BEGIN SOURCE EXTRACT

Brown plant hopper (Nilaparvata lugens Stal.) a very damaging pest to rice crops. One of the efforts to control it is the use of entomopathogenic fungi (EPF). Three fungal local isolates found in Indonesia were effective in controlling the brown plant hopper pest. This study aimed to molecularly identify the 3 fungal isolates. Molecular identification is very important to get the exact identity of these fungi. The accuracy of EPF identification will greatly determine the success of control. Molecular identification is based on a partial genetic analysis of the internal transcribed spacer (ITS) locus of ribosomal fungal DNA.
Result
Morphology of the local isolates named J22 and J60 were identified as Paecilomyces sp., while the isolate J34 was identified as Beauveria sp. The results of molecular identification of the isolates J22 and J60 were identified as the fungi Lecanicillium saksenae and Simplicillium sp., while isolate J34 was identified as Myrothecium sp. The results of literature search showed that the 3 fungi have never been previously reported to infect the brown plant hopper.
Conclusion
In Indonesia, 3 types of EPF, namely L. saksenae, Simplicillium sp., and Myrothecium sp., were found having the potential to control the brown plant hopper pest.
Background
Brown planthopper (BPH) Nilaparvata lugens is a major insect pest of rice that causes 20–80% yield loss through direct and indirect damage. The typical damage caused by BPH is drying of plants as if burning (hopperburn) (Balachiranjeevi et al. 2019). BPH can also transmit grassy stunt and ragged stunt viruses (Helina et al. 2019).
The frequency of BPH infestation is increasing frequently in developing Asian countries due to the killing of its natural enemies because of the use of synthetic chemical insecticides (Minarni et al. 2018). Entomopathogenic fungi (EPF) are fungi that can infect and kill insects (Litwin et al. 2020). The EPF that have been widely researched and known to be effective for controlling BPH pests are B. bassiana (Sumikarsih et al. 2019) and Metarhizium sp. (Chinniah et al. 2016). However, in their implementation in the field, the use of EPF to control BPH pests still has many weaknesses. After application in the field, insect pathogens are exposed to various abiotic stresses such as temperature and humidity (Hsia et al. 2014), UV radiation (Shafighi et al. 2014), and edaphic factors (Klingen et al. 2015).

END SOURCE EXTRACT
BEGIN STORED DATA

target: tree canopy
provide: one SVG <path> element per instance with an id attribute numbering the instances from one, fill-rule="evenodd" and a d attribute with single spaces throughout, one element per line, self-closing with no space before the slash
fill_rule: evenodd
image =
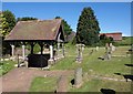
<path id="1" fill-rule="evenodd" d="M 7 35 L 16 25 L 16 17 L 14 14 L 9 11 L 2 11 L 1 14 L 1 25 L 2 25 L 2 30 L 1 30 L 1 34 L 4 36 Z"/>
<path id="2" fill-rule="evenodd" d="M 61 19 L 61 17 L 55 17 L 55 19 Z M 63 23 L 63 30 L 64 30 L 65 38 L 68 39 L 68 35 L 71 34 L 72 29 L 64 19 L 62 20 L 62 23 Z"/>
<path id="3" fill-rule="evenodd" d="M 84 8 L 79 18 L 76 28 L 76 43 L 92 45 L 99 42 L 100 27 L 94 11 L 89 7 Z"/>

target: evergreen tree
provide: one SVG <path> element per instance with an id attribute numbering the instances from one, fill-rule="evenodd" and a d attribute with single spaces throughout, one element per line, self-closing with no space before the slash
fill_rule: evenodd
<path id="1" fill-rule="evenodd" d="M 1 21 L 2 22 L 2 32 L 1 33 L 4 36 L 16 25 L 16 17 L 11 11 L 6 10 L 6 11 L 2 11 L 1 18 L 2 18 L 2 21 Z"/>
<path id="2" fill-rule="evenodd" d="M 61 19 L 61 17 L 55 17 L 55 19 Z M 71 27 L 68 24 L 68 22 L 65 20 L 62 20 L 62 24 L 63 24 L 65 39 L 68 40 L 68 35 L 71 34 L 72 29 L 71 29 Z"/>
<path id="3" fill-rule="evenodd" d="M 99 42 L 100 27 L 91 8 L 84 8 L 78 22 L 76 43 L 92 45 Z"/>

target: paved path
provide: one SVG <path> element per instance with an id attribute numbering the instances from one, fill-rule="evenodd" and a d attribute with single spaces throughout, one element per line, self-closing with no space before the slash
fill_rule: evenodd
<path id="1" fill-rule="evenodd" d="M 69 76 L 73 75 L 73 73 L 74 71 L 41 71 L 35 69 L 17 67 L 0 77 L 0 81 L 2 79 L 3 92 L 29 92 L 30 84 L 37 76 Z"/>

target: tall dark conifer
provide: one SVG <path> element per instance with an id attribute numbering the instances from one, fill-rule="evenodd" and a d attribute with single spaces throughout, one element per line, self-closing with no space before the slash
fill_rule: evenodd
<path id="1" fill-rule="evenodd" d="M 78 22 L 76 43 L 92 45 L 99 42 L 100 27 L 91 8 L 84 8 Z"/>

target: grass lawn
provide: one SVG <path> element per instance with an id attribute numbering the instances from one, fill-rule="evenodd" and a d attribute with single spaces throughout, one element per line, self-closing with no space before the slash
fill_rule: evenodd
<path id="1" fill-rule="evenodd" d="M 65 59 L 59 61 L 50 70 L 75 70 L 76 67 L 83 69 L 83 75 L 88 74 L 88 79 L 83 77 L 84 84 L 81 88 L 69 86 L 70 92 L 100 92 L 100 88 L 112 88 L 116 92 L 130 92 L 131 82 L 120 82 L 120 81 L 110 81 L 110 80 L 99 80 L 89 77 L 89 75 L 96 75 L 103 77 L 111 77 L 122 80 L 123 76 L 116 75 L 114 73 L 121 74 L 131 74 L 130 66 L 124 64 L 131 64 L 131 56 L 126 56 L 126 51 L 130 46 L 116 46 L 116 51 L 113 52 L 113 55 L 124 55 L 112 58 L 111 60 L 102 61 L 99 60 L 99 56 L 105 54 L 105 49 L 100 48 L 96 52 L 95 48 L 85 48 L 83 52 L 83 61 L 81 64 L 75 62 L 76 50 L 74 46 L 66 49 Z M 90 55 L 89 53 L 94 50 Z M 73 76 L 74 77 L 74 76 Z M 70 80 L 72 80 L 71 77 Z"/>
<path id="2" fill-rule="evenodd" d="M 14 67 L 16 63 L 17 62 L 14 62 L 14 61 L 2 61 L 2 62 L 0 62 L 0 76 L 4 75 L 10 70 L 12 70 Z"/>
<path id="3" fill-rule="evenodd" d="M 83 83 L 80 88 L 72 87 L 70 85 L 70 92 L 100 92 L 101 88 L 110 88 L 115 92 L 131 92 L 131 82 L 114 82 L 92 79 Z"/>
<path id="4" fill-rule="evenodd" d="M 30 92 L 54 92 L 57 90 L 57 77 L 35 77 Z"/>

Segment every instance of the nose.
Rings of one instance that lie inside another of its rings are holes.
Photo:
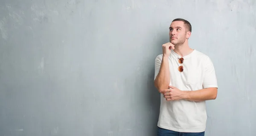
[[[170,31],[170,36],[176,35],[176,32],[174,30]]]

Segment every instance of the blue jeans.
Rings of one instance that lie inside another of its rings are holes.
[[[170,130],[158,127],[157,136],[204,136],[204,132],[184,133]]]

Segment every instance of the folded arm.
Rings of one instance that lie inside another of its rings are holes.
[[[170,71],[168,59],[168,56],[163,55],[162,61],[159,56],[155,60],[154,84],[159,92],[169,88]]]
[[[183,99],[195,102],[201,102],[215,99],[217,97],[218,88],[209,88],[195,91],[183,91]]]

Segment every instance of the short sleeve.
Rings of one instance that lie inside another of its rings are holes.
[[[217,77],[215,73],[214,66],[212,60],[207,57],[204,62],[205,67],[203,86],[204,88],[218,88]]]
[[[162,59],[161,57],[161,55],[159,55],[157,57],[155,60],[155,73],[154,80],[156,79],[159,71],[160,70],[160,67],[162,63]]]

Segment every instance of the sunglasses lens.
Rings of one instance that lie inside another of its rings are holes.
[[[178,68],[178,70],[180,72],[183,71],[183,66],[182,65],[179,66],[179,68]]]
[[[184,61],[184,59],[183,58],[181,58],[179,59],[179,62],[180,63],[183,63]]]

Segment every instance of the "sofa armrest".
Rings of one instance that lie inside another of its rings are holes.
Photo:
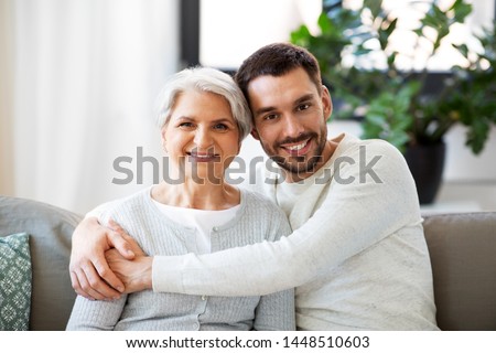
[[[0,196],[0,236],[30,234],[30,330],[64,330],[76,298],[68,263],[80,215],[33,200]]]
[[[438,325],[496,330],[496,212],[424,216]]]

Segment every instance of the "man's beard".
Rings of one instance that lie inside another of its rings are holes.
[[[306,173],[313,173],[315,172],[315,165],[322,161],[322,153],[325,148],[326,137],[325,135],[321,135],[319,139],[319,135],[315,132],[306,132],[302,136],[300,136],[298,139],[287,139],[284,141],[279,142],[278,145],[284,145],[284,143],[296,143],[300,141],[309,140],[310,141],[314,139],[317,141],[316,149],[314,151],[313,157],[311,157],[308,161],[305,161],[304,156],[294,156],[290,157],[293,162],[288,162],[287,158],[280,157],[277,154],[270,156],[270,159],[272,159],[280,168],[283,170],[292,173],[292,174],[306,174]],[[319,139],[319,140],[317,140]],[[267,150],[266,150],[267,152]]]

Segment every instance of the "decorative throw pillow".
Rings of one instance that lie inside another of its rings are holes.
[[[29,329],[31,255],[29,235],[0,237],[0,330]]]

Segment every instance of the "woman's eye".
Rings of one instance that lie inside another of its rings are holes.
[[[227,125],[225,125],[225,124],[216,124],[214,126],[214,129],[216,129],[216,130],[227,130]]]
[[[263,120],[273,120],[273,119],[276,119],[278,116],[276,115],[276,114],[269,114],[269,115],[266,115],[265,117],[263,117]]]
[[[309,108],[310,108],[310,104],[305,103],[305,104],[299,105],[296,110],[306,110]]]
[[[192,122],[181,122],[179,125],[180,128],[192,128],[193,124]]]

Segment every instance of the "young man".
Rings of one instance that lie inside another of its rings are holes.
[[[293,233],[205,256],[152,258],[121,229],[87,217],[73,240],[76,291],[118,295],[98,274],[114,288],[122,280],[126,291],[251,296],[296,287],[302,330],[436,330],[414,182],[398,150],[344,133],[327,140],[331,96],[315,57],[301,47],[261,47],[236,81],[254,114],[252,136],[278,164],[260,169],[255,188],[282,207]],[[120,280],[104,258],[112,246],[136,256],[108,253]]]

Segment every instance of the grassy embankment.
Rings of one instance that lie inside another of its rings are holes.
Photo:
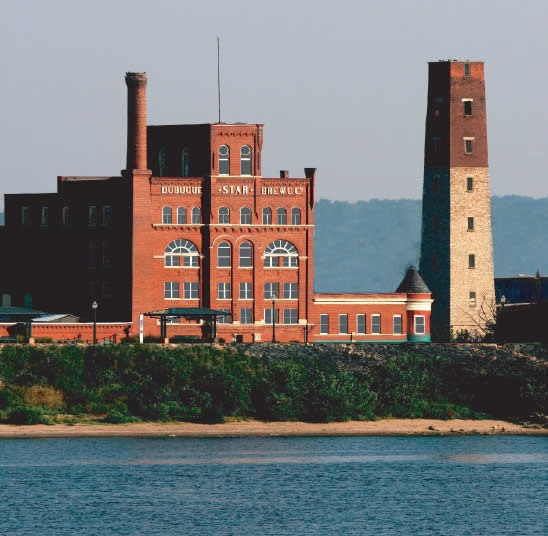
[[[6,345],[0,349],[0,421],[519,420],[545,414],[546,352],[531,346],[531,357],[516,348]]]

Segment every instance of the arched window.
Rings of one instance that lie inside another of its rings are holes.
[[[219,268],[230,268],[230,244],[226,241],[217,246],[217,266]]]
[[[240,209],[240,223],[242,225],[251,225],[251,209],[249,207]]]
[[[186,208],[177,207],[177,223],[179,225],[184,225],[186,223]]]
[[[251,268],[253,266],[253,248],[251,242],[240,244],[240,268]]]
[[[230,223],[230,209],[228,207],[219,208],[219,223]]]
[[[164,266],[196,267],[199,256],[198,248],[192,242],[178,238],[167,245],[164,251]]]
[[[251,147],[240,147],[240,175],[251,175]]]
[[[295,268],[298,263],[299,253],[297,248],[287,240],[274,240],[264,250],[265,268]]]
[[[190,174],[190,149],[185,147],[181,151],[181,175],[188,177]]]
[[[219,147],[219,175],[230,175],[230,149],[228,145]]]
[[[162,209],[162,223],[165,223],[165,224],[173,223],[171,207],[164,207]]]
[[[167,171],[167,151],[165,147],[160,147],[158,151],[158,175],[165,176]]]
[[[272,209],[263,208],[263,225],[272,225]]]

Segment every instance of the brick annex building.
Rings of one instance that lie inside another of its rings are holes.
[[[141,314],[209,308],[229,313],[216,331],[227,341],[430,339],[431,295],[414,269],[394,293],[314,292],[315,169],[263,178],[261,124],[147,126],[146,83],[126,75],[121,176],[58,177],[56,193],[5,196],[4,306],[89,320],[96,300],[100,322],[131,323],[133,334]],[[142,328],[160,334],[157,318]],[[167,328],[211,332],[184,317]]]

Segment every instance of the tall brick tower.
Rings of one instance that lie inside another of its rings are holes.
[[[483,62],[428,65],[422,199],[432,337],[481,335],[495,302]]]

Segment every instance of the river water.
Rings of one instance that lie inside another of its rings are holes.
[[[547,438],[0,441],[0,534],[546,534]]]

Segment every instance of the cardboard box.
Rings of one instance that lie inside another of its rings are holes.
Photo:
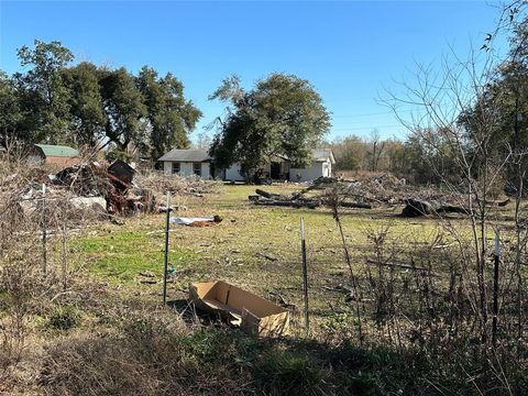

END STORED DATA

CHECK YOUR UNDERSTANDING →
A) In the brown planthopper text, translate this sentence into Spanish: "Entomopathogenic fungi (EPF) are fungi that can infect and kill insects (Litwin et al. 2020)."
B) Write out the brown planthopper text between "The frequency of" and "et al. 2015).", inclusive.
C) Resume the brown planthopper text after its final sentence.

ACTIVITY ANSWERS →
A) Los hongos entomopatógenos (EPF) son hongos que pueden infectar y matar insectos (Litwin et al. 2020).

B)
The frequency of BPH infestation is increasing frequently in developing Asian countries due to the killing of its natural enemies because of the use of synthetic chemical insecticides (Minarni et al. 2018). Entomopathogenic fungi (EPF) are fungi that can infect and kill insects (Litwin et al. 2020). The EPF that have been widely researched and known to be effective for controlling BPH pests are B. bassiana (Sumikarsih et al. 2019) and Metarhizium sp. (Chinniah et al. 2016). However, in their implementation in the field, the use of EPF to control BPH pests still has many weaknesses. After application in the field, insect pathogens are exposed to various abiotic stresses such as temperature and humidity (Hsia et al. 2014), UV radiation (Shafighi et al. 2014), and edaphic factors (Klingen et al. 2015).

C)
In addition to biotic stress, the effectiveness of EPF in controlling insect pests is influenced by the diversity of varieties or strains or types of them. EPF have large genetic variations among different isolates. The pathogenicity, virulence, enzymatic characteristics, and DNA also varied among different isolates of different insects. The origin of the isolate affects the virulence diversity of the fungus against the host insect, due to the type or race or strain of the fungus (Chen et al. 2017a, b).
The results of previous studies have reported 3 effective fungal isolates to control the brown plant hopper pest. The 3 isolates caused 70–80% mortality within 3.43–4.87 days. The 3 isolates were Pasir Kulon (J22), Cipete (J34), and Papringan (J60). According to morphological characteristics, isolates J22 (Pasir Kulon) and J60 (Papringan) were identified as Paecilomyces sp., while J34 (Cipete) isolate was identified as Beauveria sp. (Minarni et al. 2020).
Accuracy of identification is very important in the use of EPF for insect pest control. Identification based on morphological characters cannot be used to distinguish fungi to the species level so it is necessary to identify them molecularly (Imoulan et al. 2017). This research aimed to precisely identify the 3 previously mentioned EPF isolates that attack the brown plant hoppers.
Methods
Identification process
Fungal isolates J22 (Pasir Kulon), J34 (Cipete), and J60 (Papringan) were identified molecularly based on a partial genetic analysis on the internal transcribed spacer (ITS) locus of ribosomal DNA of fungi. Fungal isolates that will be identified previously were grown in potato dextrose broth (PDB) liquid media. After being incubated for 72 h, the fungal mycelia were harvested, using sterile filter paper and washed with sterile distilled water. The fungal mycelia were crushed in a sterile mortar by a sterile grinder and liquid nitrogen was added. Half a gram of dry fungal biomass was transferred to a 1.5-ml micro-tube containing 600 μl of cetyl trimethylammonium bromide (CTAB) buffer solution. Afterwards, the tube was shaken out and incubated at 65 °C for 30 min, then incubated in ice for 5 min. A mixture of chloroform and isoamyl alcohol with a ratio of 24:1 of 600 μl was added to the tube. The tubes were then centrifuged at 4 °C for 10 min at a speed of 25,000×g. The supernatant was transferred to a new tube and added with 0.1× volume of 2M NaOAc pH 5.2 and 3× volume of ethanol then incubated at − 20 °C for 2 h.
Fungal DNA pellets were obtained by centrifugation at 25,000×g at 4 °C for 25 min. The fungal DNA pellets were washed by 500 μl of 70% ethanol, then centrifuged at 25,000×g at 4 °C for 5 min. The fungal DNA pellets were dried in an airtight chamber for 5 min, then dissolved in 0.2× volume of RNAse and 30 μl of sterile TE (TrisHCl 10 mM, pH 7.4, EDTA 1 mM) buffer and then incubated at 37 °C for 10 min and 70 °C for 10 min.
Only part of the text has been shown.